- _Listed records_:
** BEGIN **

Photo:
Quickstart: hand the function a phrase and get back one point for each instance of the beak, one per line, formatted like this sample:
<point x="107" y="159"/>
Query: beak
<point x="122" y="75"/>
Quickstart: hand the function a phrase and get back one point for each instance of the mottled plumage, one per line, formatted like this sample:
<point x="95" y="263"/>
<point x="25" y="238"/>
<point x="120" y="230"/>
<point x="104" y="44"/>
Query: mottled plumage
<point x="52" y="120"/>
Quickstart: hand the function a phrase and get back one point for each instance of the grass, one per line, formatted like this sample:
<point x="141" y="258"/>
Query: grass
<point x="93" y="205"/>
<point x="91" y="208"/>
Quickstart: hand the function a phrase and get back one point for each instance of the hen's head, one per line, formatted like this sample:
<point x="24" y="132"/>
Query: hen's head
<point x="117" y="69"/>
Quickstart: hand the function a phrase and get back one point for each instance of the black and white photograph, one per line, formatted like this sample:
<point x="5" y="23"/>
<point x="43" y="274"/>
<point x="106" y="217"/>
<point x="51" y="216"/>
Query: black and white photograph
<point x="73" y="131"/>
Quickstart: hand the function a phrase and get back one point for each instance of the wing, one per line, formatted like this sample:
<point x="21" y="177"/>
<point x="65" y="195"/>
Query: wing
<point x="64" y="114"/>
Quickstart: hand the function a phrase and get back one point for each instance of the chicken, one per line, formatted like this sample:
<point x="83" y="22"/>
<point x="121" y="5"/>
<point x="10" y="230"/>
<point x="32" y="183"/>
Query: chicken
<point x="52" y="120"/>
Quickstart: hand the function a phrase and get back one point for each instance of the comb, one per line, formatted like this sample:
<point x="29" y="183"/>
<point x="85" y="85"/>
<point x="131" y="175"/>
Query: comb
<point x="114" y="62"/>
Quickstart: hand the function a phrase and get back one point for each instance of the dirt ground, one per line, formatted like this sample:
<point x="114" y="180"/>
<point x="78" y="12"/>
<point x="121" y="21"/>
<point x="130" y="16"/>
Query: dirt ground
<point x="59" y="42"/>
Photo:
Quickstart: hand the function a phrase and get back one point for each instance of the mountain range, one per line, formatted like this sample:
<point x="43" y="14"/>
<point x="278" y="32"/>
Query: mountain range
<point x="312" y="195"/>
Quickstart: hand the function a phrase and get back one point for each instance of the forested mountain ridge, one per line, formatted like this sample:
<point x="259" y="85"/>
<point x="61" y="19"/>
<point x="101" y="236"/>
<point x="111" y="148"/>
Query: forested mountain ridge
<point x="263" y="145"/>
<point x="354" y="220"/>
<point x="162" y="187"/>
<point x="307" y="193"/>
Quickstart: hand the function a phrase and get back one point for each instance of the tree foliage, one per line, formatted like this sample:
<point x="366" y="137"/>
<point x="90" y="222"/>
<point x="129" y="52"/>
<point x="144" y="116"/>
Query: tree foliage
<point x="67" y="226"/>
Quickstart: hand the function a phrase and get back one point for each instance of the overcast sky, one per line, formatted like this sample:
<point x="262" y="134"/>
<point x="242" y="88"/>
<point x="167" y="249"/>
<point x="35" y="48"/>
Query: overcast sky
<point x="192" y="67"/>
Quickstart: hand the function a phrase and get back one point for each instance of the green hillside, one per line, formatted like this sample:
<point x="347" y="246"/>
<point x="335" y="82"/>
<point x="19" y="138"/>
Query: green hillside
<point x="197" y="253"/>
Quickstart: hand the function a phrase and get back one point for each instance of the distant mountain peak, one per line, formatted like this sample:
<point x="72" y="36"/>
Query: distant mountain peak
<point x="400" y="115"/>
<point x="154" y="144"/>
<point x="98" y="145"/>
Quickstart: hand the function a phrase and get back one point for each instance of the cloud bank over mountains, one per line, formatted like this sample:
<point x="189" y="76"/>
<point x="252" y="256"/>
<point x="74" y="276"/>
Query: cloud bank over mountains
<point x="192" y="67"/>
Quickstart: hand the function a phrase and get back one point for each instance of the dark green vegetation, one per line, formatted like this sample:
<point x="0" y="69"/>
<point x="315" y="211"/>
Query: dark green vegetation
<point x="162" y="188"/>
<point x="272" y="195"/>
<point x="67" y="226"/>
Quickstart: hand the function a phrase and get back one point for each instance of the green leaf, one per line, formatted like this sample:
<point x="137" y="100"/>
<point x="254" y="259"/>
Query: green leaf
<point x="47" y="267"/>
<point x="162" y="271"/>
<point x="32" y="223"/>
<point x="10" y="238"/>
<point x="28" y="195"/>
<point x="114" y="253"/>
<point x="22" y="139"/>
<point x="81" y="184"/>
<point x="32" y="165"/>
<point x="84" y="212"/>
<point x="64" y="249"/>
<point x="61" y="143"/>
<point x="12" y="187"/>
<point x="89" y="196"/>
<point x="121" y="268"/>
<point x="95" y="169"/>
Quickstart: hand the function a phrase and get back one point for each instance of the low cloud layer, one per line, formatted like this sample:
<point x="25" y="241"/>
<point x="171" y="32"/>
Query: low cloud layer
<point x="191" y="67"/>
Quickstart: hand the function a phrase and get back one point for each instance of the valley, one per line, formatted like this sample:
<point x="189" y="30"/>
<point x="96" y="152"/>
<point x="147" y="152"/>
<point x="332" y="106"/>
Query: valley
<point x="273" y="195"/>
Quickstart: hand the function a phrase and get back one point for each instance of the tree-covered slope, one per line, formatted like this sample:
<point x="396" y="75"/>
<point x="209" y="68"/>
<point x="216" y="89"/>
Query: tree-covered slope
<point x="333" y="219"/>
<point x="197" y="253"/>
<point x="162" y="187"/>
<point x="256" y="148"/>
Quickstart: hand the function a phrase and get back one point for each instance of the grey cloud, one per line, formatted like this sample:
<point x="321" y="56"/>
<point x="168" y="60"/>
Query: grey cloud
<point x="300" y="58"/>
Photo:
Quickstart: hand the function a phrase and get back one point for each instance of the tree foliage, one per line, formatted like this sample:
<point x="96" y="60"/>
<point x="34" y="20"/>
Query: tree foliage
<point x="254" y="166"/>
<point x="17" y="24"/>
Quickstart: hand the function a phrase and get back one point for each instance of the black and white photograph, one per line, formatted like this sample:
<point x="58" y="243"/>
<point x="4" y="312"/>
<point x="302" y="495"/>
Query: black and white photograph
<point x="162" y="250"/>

** END **

- _Direction_:
Extract all of the data shown above without alteration.

- _Task output_:
Photo:
Quickstart: hand the function a phrase and get back one point for each instance of the beak, one per line, formatted like this sample:
<point x="107" y="159"/>
Query: beak
<point x="122" y="75"/>
Quickstart: hand the function a phrase and get back one point for each instance of the mottled plumage, one per line, formatted like this sample:
<point x="95" y="263"/>
<point x="25" y="238"/>
<point x="120" y="230"/>
<point x="104" y="44"/>
Query: mottled plumage
<point x="52" y="120"/>
Quickstart: hand the function a phrase and get back one point for each instance of the grass, one per line, formatted like this sample:
<point x="141" y="258"/>
Query: grass
<point x="93" y="205"/>
<point x="91" y="208"/>
Quickstart: hand the function a phrase and get back one point for each instance of the hen's head, one per line, formatted like this sample:
<point x="24" y="132"/>
Query: hen's head
<point x="117" y="69"/>
Quickstart: hand the function a phrase and get back one point for each instance of the black and white photograph, one per line, formatted like this sample:
<point x="5" y="23"/>
<point x="43" y="274"/>
<point x="106" y="217"/>
<point x="51" y="216"/>
Query: black and white photograph
<point x="73" y="131"/>
Quickstart: hand the function a phrase and get back one point for each instance of the wing, one per line, formatted like this sample:
<point x="21" y="177"/>
<point x="65" y="195"/>
Query: wing
<point x="64" y="114"/>
Quickstart: hand the function a phrase and get back one point for each instance of the chicken, one per line, formatted like this sample:
<point x="83" y="22"/>
<point x="121" y="5"/>
<point x="10" y="230"/>
<point x="32" y="183"/>
Query: chicken
<point x="52" y="120"/>
Quickstart: hand the function a phrase and get back one point for each instance of the comb, one per line, formatted like this sample:
<point x="29" y="183"/>
<point x="85" y="85"/>
<point x="131" y="175"/>
Query: comb
<point x="114" y="62"/>
Quickstart: hand the function a phrase and get back one point for each instance of the dirt ground, one per line, formatted like this sample:
<point x="114" y="180"/>
<point x="78" y="12"/>
<point x="121" y="21"/>
<point x="130" y="16"/>
Query: dirt ground
<point x="59" y="42"/>
Photo:
Quickstart: hand the function a phrase and get back one point for each instance of the mountain range, one per line, formatted like this sample:
<point x="43" y="14"/>
<point x="278" y="32"/>
Query: mountain range
<point x="312" y="195"/>
Quickstart: hand the function a phrase and get back one point for each instance of the forested mountain ridge, one per line, formatted like this sample:
<point x="259" y="85"/>
<point x="61" y="19"/>
<point x="101" y="236"/>
<point x="111" y="148"/>
Query: forested mountain ridge
<point x="263" y="145"/>
<point x="354" y="220"/>
<point x="162" y="187"/>
<point x="307" y="193"/>
Quickstart: hand the function a phrase and get back one point for each instance of the tree foliage, one per line, formatted like this sample:
<point x="366" y="137"/>
<point x="90" y="222"/>
<point x="129" y="52"/>
<point x="144" y="116"/>
Query: tree foliage
<point x="67" y="226"/>
Quickstart: hand the function a phrase and get back one point for each instance of the overcast sky, one per line, formatted like this sample:
<point x="262" y="134"/>
<point x="242" y="88"/>
<point x="167" y="249"/>
<point x="35" y="48"/>
Query: overcast sky
<point x="192" y="67"/>
Quickstart: hand the function a phrase and get back one point for each instance of the green hillside, one per line, formatted like this sample:
<point x="347" y="246"/>
<point x="335" y="82"/>
<point x="19" y="138"/>
Query: green hillside
<point x="197" y="253"/>
Quickstart: hand the function a phrase and get back one point for each instance of the distant mountain peak, one per line, formatted like this sample:
<point x="72" y="36"/>
Query: distant mountain peak
<point x="400" y="115"/>
<point x="154" y="144"/>
<point x="98" y="145"/>
Quickstart: hand the function a phrase and get back one point for each instance of the cloud bank over mountains, one per line, formatted like this sample:
<point x="189" y="76"/>
<point x="252" y="256"/>
<point x="74" y="276"/>
Query: cloud bank over mountains
<point x="192" y="67"/>
Quickstart: hand the function a phrase and get back one point for each instance of the dark green vegetation, one per line, formatted like this sample:
<point x="0" y="69"/>
<point x="315" y="211"/>
Query: dark green vegetation
<point x="162" y="188"/>
<point x="272" y="195"/>
<point x="67" y="226"/>
Quickstart: hand the function a phrase and get back one point for each instance of the green leaf, one per line, formatted like this sample:
<point x="137" y="100"/>
<point x="254" y="259"/>
Query: green leaf
<point x="47" y="267"/>
<point x="162" y="271"/>
<point x="32" y="223"/>
<point x="10" y="238"/>
<point x="28" y="195"/>
<point x="114" y="253"/>
<point x="22" y="139"/>
<point x="81" y="184"/>
<point x="32" y="165"/>
<point x="84" y="212"/>
<point x="64" y="249"/>
<point x="61" y="143"/>
<point x="12" y="187"/>
<point x="89" y="196"/>
<point x="121" y="268"/>
<point x="95" y="169"/>
Quickstart: hand the function a phrase and get back one point for each instance of the low cloud layer, one per line, formatted like this sample:
<point x="25" y="241"/>
<point x="171" y="32"/>
Query: low cloud layer
<point x="191" y="67"/>
Quickstart: hand the function a phrase and get back one point for each instance of the valley, one per line, formatted like this sample:
<point x="189" y="30"/>
<point x="96" y="152"/>
<point x="147" y="152"/>
<point x="332" y="106"/>
Query: valley
<point x="273" y="195"/>
Quickstart: hand the function a phrase and get back one point for each instance of the tree-covered slope, one per line, formatted like this sample:
<point x="396" y="75"/>
<point x="209" y="68"/>
<point x="216" y="89"/>
Query: tree-covered slope
<point x="333" y="219"/>
<point x="197" y="253"/>
<point x="162" y="187"/>
<point x="256" y="148"/>
Quickstart: hand the function a phrase and get back one point for each instance of the grey cloud, one per line, formatted like this sample:
<point x="321" y="56"/>
<point x="168" y="60"/>
Query: grey cloud
<point x="300" y="58"/>
Photo:
Quickstart: hand the function a phrase and get back one point for each instance of the tree foliage, one per line, formatted like this sample:
<point x="96" y="60"/>
<point x="34" y="20"/>
Query: tree foliage
<point x="254" y="166"/>
<point x="17" y="24"/>
Quickstart: hand the function a phrase and get back one point for each instance of the black and white photograph, one per line, formatted like this sample:
<point x="58" y="243"/>
<point x="4" y="312"/>
<point x="302" y="495"/>
Query: black and white photograph
<point x="162" y="250"/>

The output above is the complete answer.